WHAT YOU NEED TO DO> Reproduce the records from the line with "Segment every instance of the tree" to the line with "37), (249, 47)]]", both lines included and the requests kept, raising every coordinate in the answers by 123.

GIVEN DATA>
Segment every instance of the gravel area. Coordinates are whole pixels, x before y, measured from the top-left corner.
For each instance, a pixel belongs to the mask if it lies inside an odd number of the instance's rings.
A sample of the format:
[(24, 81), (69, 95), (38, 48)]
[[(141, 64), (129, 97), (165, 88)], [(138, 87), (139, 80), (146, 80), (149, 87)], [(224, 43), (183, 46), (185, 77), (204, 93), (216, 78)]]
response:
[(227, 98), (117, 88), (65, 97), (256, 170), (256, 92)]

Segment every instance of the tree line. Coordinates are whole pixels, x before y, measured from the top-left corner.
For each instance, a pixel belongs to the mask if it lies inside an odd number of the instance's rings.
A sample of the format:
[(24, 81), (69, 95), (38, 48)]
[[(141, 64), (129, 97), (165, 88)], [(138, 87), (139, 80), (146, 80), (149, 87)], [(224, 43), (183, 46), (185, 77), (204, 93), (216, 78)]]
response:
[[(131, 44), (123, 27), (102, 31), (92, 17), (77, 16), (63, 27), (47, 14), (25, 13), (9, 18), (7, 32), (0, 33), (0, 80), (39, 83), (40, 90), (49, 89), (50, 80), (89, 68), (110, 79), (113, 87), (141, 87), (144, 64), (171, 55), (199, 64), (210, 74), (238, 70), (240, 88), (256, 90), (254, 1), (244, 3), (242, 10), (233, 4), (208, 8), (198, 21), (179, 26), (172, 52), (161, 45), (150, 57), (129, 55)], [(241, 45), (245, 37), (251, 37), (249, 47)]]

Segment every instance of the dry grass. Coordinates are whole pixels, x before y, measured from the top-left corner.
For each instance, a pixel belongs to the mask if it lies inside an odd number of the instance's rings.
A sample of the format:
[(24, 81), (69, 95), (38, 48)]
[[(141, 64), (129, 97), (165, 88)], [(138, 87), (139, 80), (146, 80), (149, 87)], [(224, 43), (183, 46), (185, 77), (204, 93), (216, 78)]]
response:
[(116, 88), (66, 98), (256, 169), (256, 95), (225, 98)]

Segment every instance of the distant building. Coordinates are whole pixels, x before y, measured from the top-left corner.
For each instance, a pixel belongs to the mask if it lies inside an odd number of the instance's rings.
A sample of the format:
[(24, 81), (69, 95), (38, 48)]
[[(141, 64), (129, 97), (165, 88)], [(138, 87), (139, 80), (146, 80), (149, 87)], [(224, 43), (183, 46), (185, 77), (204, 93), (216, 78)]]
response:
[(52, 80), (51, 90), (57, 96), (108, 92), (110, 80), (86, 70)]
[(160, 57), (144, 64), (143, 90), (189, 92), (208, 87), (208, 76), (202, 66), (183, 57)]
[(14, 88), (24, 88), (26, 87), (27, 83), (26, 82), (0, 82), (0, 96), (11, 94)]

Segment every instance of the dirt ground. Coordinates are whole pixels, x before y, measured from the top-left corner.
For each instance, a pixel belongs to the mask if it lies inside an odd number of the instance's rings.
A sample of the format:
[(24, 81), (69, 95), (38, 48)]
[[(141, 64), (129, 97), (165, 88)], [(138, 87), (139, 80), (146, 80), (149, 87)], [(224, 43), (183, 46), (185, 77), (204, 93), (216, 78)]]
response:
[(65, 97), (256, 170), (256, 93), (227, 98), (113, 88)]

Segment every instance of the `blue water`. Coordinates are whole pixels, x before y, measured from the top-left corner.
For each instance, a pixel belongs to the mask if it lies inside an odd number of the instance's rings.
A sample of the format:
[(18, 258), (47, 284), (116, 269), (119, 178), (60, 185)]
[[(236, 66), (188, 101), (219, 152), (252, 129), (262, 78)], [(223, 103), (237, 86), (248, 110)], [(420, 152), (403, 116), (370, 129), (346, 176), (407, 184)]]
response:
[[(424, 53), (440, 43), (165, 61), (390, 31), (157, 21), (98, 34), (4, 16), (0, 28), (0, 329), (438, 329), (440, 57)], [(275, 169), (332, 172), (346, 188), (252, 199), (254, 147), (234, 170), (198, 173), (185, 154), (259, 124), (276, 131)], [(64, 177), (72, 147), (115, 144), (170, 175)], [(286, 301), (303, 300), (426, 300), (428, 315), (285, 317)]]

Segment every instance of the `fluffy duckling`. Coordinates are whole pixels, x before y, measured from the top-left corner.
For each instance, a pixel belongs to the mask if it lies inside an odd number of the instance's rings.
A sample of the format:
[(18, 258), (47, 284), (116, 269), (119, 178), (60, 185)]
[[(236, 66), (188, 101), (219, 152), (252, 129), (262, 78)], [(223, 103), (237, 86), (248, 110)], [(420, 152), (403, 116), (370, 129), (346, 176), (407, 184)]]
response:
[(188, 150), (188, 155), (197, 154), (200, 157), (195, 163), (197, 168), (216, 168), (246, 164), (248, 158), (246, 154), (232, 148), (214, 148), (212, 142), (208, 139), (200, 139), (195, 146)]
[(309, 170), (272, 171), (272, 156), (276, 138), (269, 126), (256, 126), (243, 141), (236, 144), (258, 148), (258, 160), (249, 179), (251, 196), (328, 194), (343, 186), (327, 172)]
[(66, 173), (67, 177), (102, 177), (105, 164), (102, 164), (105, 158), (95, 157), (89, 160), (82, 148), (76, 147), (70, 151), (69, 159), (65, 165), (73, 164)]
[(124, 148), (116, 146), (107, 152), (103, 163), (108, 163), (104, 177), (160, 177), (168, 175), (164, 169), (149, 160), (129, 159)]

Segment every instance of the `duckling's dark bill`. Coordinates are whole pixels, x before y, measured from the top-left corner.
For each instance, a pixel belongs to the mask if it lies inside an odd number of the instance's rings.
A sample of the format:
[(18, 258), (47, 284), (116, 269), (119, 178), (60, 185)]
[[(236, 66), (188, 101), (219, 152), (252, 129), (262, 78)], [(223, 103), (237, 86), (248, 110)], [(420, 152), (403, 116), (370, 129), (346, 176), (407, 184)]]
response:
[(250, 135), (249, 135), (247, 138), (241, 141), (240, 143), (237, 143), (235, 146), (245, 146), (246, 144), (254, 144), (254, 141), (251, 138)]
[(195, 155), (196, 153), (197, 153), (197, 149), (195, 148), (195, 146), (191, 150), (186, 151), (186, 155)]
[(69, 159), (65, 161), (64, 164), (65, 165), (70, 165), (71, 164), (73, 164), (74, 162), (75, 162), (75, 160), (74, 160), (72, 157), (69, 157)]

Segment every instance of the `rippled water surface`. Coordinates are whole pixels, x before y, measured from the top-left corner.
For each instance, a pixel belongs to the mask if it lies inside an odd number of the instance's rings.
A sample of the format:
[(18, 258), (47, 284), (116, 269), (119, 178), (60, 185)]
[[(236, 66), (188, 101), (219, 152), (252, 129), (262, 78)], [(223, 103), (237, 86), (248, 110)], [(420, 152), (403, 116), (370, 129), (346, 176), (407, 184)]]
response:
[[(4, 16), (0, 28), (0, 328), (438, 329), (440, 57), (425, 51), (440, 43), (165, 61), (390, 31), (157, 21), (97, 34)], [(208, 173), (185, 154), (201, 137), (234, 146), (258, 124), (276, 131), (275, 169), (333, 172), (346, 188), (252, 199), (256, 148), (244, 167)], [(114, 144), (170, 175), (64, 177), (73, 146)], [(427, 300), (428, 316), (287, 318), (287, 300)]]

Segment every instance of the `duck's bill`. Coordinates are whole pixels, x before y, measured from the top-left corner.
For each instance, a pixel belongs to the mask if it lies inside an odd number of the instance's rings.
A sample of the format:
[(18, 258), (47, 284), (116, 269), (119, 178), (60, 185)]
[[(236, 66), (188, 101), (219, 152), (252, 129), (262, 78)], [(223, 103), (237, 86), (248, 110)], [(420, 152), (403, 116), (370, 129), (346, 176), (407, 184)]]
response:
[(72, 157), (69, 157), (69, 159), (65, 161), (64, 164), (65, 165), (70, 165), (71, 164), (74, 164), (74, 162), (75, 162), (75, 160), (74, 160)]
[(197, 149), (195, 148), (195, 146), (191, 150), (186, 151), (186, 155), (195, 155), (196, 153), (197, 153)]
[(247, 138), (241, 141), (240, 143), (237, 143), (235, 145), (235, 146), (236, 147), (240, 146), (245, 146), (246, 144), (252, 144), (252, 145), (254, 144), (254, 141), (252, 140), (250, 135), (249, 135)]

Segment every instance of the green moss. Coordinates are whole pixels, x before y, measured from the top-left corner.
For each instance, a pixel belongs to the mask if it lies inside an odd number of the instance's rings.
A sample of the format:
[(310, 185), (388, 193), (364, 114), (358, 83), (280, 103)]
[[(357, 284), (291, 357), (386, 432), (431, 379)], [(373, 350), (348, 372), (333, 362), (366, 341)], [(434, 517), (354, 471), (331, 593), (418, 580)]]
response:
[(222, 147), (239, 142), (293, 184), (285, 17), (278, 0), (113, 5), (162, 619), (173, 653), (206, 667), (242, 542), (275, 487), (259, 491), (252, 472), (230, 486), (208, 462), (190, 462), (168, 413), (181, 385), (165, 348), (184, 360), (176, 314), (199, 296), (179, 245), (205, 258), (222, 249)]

EXERCISE RESULT>
Segment every instance of the tree line. Coordinates are whole pixels, x before y, measured from the top-left corner.
For each instance, a pixel belongs to the mask if it lies inside an odd number of the instance's rings.
A sample of the format:
[(24, 81), (69, 95), (38, 48)]
[[(141, 64), (129, 97), (165, 88)], [(138, 87), (139, 80), (146, 80), (149, 87)], [(224, 43), (183, 46), (185, 77), (204, 93), (216, 78)]]
response:
[[(254, 167), (246, 150), (225, 154), (215, 140), (200, 139), (186, 150), (170, 137), (148, 136), (132, 141), (130, 155), (123, 156), (123, 203), (162, 206), (163, 213), (172, 212), (173, 203), (212, 191), (233, 202), (236, 210), (264, 210), (267, 187), (294, 178), (322, 187), (333, 197), (361, 193), (363, 211), (379, 213), (377, 124), (367, 126), (365, 133), (356, 127), (331, 131), (321, 144), (302, 149), (295, 175), (284, 168), (273, 180), (252, 178)], [(364, 168), (368, 160), (374, 160), (372, 170)]]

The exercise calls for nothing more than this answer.